简短任务:
把下面所有条目以 Markdown 表格给出，两列依次为“序号”和“内容”，每行对应一行文字，空行不计。

所给条目:
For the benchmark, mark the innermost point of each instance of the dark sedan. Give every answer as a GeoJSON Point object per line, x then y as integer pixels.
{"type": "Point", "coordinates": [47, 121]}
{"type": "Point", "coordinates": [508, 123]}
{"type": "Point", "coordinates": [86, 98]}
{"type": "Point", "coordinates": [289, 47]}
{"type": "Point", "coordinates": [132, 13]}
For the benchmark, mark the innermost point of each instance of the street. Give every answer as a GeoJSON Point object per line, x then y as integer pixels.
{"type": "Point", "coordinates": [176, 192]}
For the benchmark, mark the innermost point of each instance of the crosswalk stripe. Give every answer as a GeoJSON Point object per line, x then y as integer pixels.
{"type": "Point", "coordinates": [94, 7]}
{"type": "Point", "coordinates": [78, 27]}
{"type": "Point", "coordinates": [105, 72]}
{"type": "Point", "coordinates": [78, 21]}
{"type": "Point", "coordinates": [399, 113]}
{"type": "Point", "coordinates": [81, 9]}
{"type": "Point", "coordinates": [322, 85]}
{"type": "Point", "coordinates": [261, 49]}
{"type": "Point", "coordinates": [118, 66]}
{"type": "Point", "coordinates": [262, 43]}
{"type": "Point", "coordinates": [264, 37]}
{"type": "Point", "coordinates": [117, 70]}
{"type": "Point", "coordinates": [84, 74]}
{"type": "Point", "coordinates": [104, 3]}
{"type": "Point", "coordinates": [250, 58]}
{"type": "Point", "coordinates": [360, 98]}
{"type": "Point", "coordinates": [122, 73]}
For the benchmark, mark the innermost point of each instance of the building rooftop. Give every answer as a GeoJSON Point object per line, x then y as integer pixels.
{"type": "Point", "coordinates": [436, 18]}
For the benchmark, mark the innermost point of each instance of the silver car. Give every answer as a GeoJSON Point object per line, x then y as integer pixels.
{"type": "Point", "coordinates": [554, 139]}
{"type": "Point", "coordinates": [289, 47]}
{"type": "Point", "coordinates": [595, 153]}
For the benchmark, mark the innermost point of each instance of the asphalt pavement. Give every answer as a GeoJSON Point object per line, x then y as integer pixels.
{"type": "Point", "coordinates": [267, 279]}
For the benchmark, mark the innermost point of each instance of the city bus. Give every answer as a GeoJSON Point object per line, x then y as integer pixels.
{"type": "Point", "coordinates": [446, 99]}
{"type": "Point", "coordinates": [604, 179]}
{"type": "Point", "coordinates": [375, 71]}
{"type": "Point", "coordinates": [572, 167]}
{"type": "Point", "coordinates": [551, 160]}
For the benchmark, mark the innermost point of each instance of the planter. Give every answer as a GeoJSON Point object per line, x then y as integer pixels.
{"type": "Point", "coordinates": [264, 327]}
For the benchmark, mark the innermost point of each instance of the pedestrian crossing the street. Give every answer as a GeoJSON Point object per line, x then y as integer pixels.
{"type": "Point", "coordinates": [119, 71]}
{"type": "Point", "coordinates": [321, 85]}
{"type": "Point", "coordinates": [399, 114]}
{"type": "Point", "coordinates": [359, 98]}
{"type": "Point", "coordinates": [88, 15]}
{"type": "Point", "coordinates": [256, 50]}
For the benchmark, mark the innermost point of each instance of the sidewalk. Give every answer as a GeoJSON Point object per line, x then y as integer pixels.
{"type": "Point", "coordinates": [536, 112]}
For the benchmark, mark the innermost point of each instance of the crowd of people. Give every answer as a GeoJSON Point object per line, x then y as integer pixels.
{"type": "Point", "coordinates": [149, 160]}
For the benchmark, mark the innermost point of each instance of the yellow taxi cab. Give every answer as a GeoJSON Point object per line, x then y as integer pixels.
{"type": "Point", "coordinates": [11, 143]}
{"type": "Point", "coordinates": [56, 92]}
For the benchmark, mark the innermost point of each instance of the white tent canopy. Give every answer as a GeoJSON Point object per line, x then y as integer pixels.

回答如下:
| 序号 | 内容 |
|---|---|
| 1 | For the benchmark, mark the innermost point of each instance of the dark sedan. Give every answer as a GeoJSON Point object per line, x then y as integer pixels. |
| 2 | {"type": "Point", "coordinates": [47, 121]} |
| 3 | {"type": "Point", "coordinates": [508, 123]} |
| 4 | {"type": "Point", "coordinates": [86, 98]} |
| 5 | {"type": "Point", "coordinates": [289, 47]} |
| 6 | {"type": "Point", "coordinates": [132, 13]} |
| 7 | For the benchmark, mark the innermost point of each instance of the street. Give every answer as a GeoJSON Point object per line, x then y as integer pixels. |
| 8 | {"type": "Point", "coordinates": [176, 192]} |
| 9 | For the benchmark, mark the innermost point of each instance of the crosswalk stripe. Give every answer as a GeoJSON Point object per line, x then y as integer pixels. |
| 10 | {"type": "Point", "coordinates": [94, 7]} |
| 11 | {"type": "Point", "coordinates": [78, 27]} |
| 12 | {"type": "Point", "coordinates": [105, 72]} |
| 13 | {"type": "Point", "coordinates": [78, 21]} |
| 14 | {"type": "Point", "coordinates": [399, 113]} |
| 15 | {"type": "Point", "coordinates": [81, 9]} |
| 16 | {"type": "Point", "coordinates": [322, 85]} |
| 17 | {"type": "Point", "coordinates": [261, 49]} |
| 18 | {"type": "Point", "coordinates": [118, 66]} |
| 19 | {"type": "Point", "coordinates": [262, 43]} |
| 20 | {"type": "Point", "coordinates": [264, 37]} |
| 21 | {"type": "Point", "coordinates": [117, 70]} |
| 22 | {"type": "Point", "coordinates": [84, 74]} |
| 23 | {"type": "Point", "coordinates": [104, 3]} |
| 24 | {"type": "Point", "coordinates": [250, 58]} |
| 25 | {"type": "Point", "coordinates": [360, 98]} |
| 26 | {"type": "Point", "coordinates": [122, 73]} |
| 27 | For the benchmark, mark the innermost point of each instance of the building rooftop. Give every answer as a GeoJSON Point object per line, x then y as integer pixels. |
| 28 | {"type": "Point", "coordinates": [436, 18]} |
| 29 | For the benchmark, mark the innermost point of each instance of the silver car. Give every answer as a GeoJSON Point object per line, x then y as integer pixels. |
| 30 | {"type": "Point", "coordinates": [554, 139]} |
| 31 | {"type": "Point", "coordinates": [289, 47]} |
| 32 | {"type": "Point", "coordinates": [595, 153]} |
| 33 | For the benchmark, mark the innermost point of each instance of the asphalt pavement. Give every answer as a GeoJSON Point object per line, x then y as integer pixels. |
| 34 | {"type": "Point", "coordinates": [267, 279]} |
| 35 | For the benchmark, mark the innermost point of each instance of the city bus. Give every answer as a GeoJSON Point object per line, x then y as integer pixels. |
| 36 | {"type": "Point", "coordinates": [446, 99]} |
| 37 | {"type": "Point", "coordinates": [604, 179]} |
| 38 | {"type": "Point", "coordinates": [375, 71]} |
| 39 | {"type": "Point", "coordinates": [572, 167]} |
| 40 | {"type": "Point", "coordinates": [551, 160]} |
| 41 | For the benchmark, mark the innermost point of each instance of the planter. Give every answer as a GeoJSON Point object per line, x then y as integer pixels. |
| 42 | {"type": "Point", "coordinates": [264, 327]} |
| 43 | For the benchmark, mark the innermost point of each instance of the pedestrian crossing the street. Give every answer as a GeoJSON Point object per line, x then y as integer pixels. |
| 44 | {"type": "Point", "coordinates": [119, 71]} |
| 45 | {"type": "Point", "coordinates": [321, 85]} |
| 46 | {"type": "Point", "coordinates": [399, 114]} |
| 47 | {"type": "Point", "coordinates": [359, 98]} |
| 48 | {"type": "Point", "coordinates": [88, 15]} |
| 49 | {"type": "Point", "coordinates": [256, 50]} |
| 50 | For the benchmark, mark the innermost point of each instance of the sidewalk. Give every answer as a GeoJSON Point object per line, x then y as integer pixels. |
| 51 | {"type": "Point", "coordinates": [536, 112]} |
| 52 | For the benchmark, mark the innermost point of each instance of the crowd of people. Give every answer as a GeoJSON Point object per line, x then y as integer pixels. |
| 53 | {"type": "Point", "coordinates": [149, 160]} |
| 54 | For the benchmark, mark the innermost point of each instance of the yellow taxi cab. Give every answer as a GeoJSON Point object per line, x then y as integer pixels. |
| 55 | {"type": "Point", "coordinates": [11, 143]} |
| 56 | {"type": "Point", "coordinates": [56, 92]} |
| 57 | For the benchmark, mark the innermost point of each instance of the white tent canopy. Give every answer as a GeoJSON Point object per line, x then y as integer pixels. |